[Selected extract Boundary: Start]
Re-Invention for Feed Formulation

By Jane Jordan, ThePigSite Editor. Livestock producers are struggling within the green revolution, but help may be at hand through biotechnology and nutrigenomics. Feed formulation needs an overhaul now that traditional ingredients are becoming scarce, expensive and routed to bio-fuels or the human food market.
calendar icon 29 February 2008
clock icon 6 minute read

Rising feed costs - a function of low world cereal stocks, increasing human consumption and the diversion of arable crops into more lucrative contracts for bio-fuel production - are crippling meat producers. On top of this, are massive pressures to improve efficiency, reduce pollution and lessen the carbon foot print from agriculture. It all adds astronomic costs to livestock production and in the western hemisphere the sector is threatened by collapse.

"The developing world has an increasing demand for meat, but where will it come from?."

Dr Pearse Lyons, President of Alltech

However, on a global scale, the situation does not stack up - the most efficient food producers are those located in the developed world. They are the ones best placed to meet the ever increasing worldwide demand for food because they have the technology and know how to meet the challenge.

Vicious Circles

The logic was questioned during Alltech's 22nd European Lecture Tour.

"In our quest to save the world, could we make more money from carbon credits than we can from raising livestock?" asked Alltech President Dr Pearse Lyons. "This is a vicious circle. The developing world has an increasing demand for meat, but where will it come from?"

He believes livestock production offers untapped opportunities and will have an integral role in fulfilling sustainable food production. It will take a pivotal role within all the rural communities so long as it learns to re-align its strategies and make full use of alternative resources - an area in which biotechnology had already made in-roads says Dr Lyons.
[Selected extract Boundary: End]
Work to be completed
Extend the article on reinventing livestock feed formulation, starting right after its last sentence. The items after this point come from a different source than the feed formulation article.
[Input data Boundary: Start]
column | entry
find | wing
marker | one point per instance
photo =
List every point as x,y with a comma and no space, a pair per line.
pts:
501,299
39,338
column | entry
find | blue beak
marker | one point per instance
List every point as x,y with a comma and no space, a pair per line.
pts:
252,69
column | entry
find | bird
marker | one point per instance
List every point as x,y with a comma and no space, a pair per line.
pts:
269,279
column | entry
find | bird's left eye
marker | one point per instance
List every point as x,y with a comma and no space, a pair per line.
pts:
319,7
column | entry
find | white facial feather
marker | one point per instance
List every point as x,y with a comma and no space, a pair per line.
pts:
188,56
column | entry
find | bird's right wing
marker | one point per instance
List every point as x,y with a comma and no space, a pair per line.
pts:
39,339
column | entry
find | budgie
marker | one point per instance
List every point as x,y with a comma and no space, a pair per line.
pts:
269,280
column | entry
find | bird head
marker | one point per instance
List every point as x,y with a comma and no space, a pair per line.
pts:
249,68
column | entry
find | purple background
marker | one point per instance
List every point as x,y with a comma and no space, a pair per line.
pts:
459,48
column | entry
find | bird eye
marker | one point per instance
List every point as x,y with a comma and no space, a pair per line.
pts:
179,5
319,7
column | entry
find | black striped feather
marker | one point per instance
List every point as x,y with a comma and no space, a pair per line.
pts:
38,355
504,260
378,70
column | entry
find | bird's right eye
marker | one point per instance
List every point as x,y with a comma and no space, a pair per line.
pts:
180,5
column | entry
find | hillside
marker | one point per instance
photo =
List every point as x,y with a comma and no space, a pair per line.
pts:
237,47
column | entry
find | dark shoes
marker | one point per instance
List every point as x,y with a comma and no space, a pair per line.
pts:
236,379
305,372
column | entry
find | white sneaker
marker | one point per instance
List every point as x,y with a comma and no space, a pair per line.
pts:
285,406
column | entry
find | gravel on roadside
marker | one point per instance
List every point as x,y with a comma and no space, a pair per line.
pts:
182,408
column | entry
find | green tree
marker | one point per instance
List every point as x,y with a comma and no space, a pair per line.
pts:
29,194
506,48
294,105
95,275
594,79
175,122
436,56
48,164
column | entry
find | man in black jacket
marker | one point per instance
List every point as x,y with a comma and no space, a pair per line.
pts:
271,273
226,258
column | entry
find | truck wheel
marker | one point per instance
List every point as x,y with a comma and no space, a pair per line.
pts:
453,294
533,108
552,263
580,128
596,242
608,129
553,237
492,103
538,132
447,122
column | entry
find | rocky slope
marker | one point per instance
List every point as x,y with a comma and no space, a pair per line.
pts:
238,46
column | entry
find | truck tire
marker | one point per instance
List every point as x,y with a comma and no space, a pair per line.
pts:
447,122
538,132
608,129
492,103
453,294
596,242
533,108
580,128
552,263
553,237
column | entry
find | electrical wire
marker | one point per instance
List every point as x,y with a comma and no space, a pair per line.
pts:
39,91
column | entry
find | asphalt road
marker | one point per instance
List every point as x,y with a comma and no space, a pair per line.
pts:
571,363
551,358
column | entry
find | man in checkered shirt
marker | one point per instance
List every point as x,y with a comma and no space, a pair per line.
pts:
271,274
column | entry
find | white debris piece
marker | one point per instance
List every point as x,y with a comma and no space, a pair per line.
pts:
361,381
[Input data Boundary: End]
Answer box
Using alternatives will be the only means of making a margin and the future meant releasing the potential of fibre - primarily the nutrients locked up in cellulose.

"Ration formulators must accept that the corn/soya based diet standard is now obsolete," said Dr Lyons. And he is confident that the feed industry will meet the challenge through innovation and science-led developments Alltech is already making headway here and has developed a solid fermentation process that can improve the quality and nutritive value of bio-fuel by-products.

It's an area that could benefit feed compounders who say they are increasingly concerned about access and the quality of bio-fuel by products, mainly DDGS. The company has also commissioned a new Nutrigenomics Research Facility, a first for the feed industry. The centre will research and investigate how nutritional factors influence genetic expression and will provide valuable information on how to 'fill in the gaps relating to current nutritional understanding.
And such developments will be the focus of its Feed Symposium to in Kentucky during April 2008.

Raw Concerns

At a recent meeting of Alltech's 'Presidents Club', the Directors of the World's leading animal feed companies discussed raw material sourcing. Every delegate said their primary concern was access to raw materials because they just could not get enough grain.

Grain is in short supply. Feed formulators must learn to use alternatives.

Alternative products, including DDGS, were becoming increasingly expensive and their inconsistent quality and lack of traceability presented manufacturing challenges and risks.

These factors were increasing costs and creating more volatility in what was an already unstable market.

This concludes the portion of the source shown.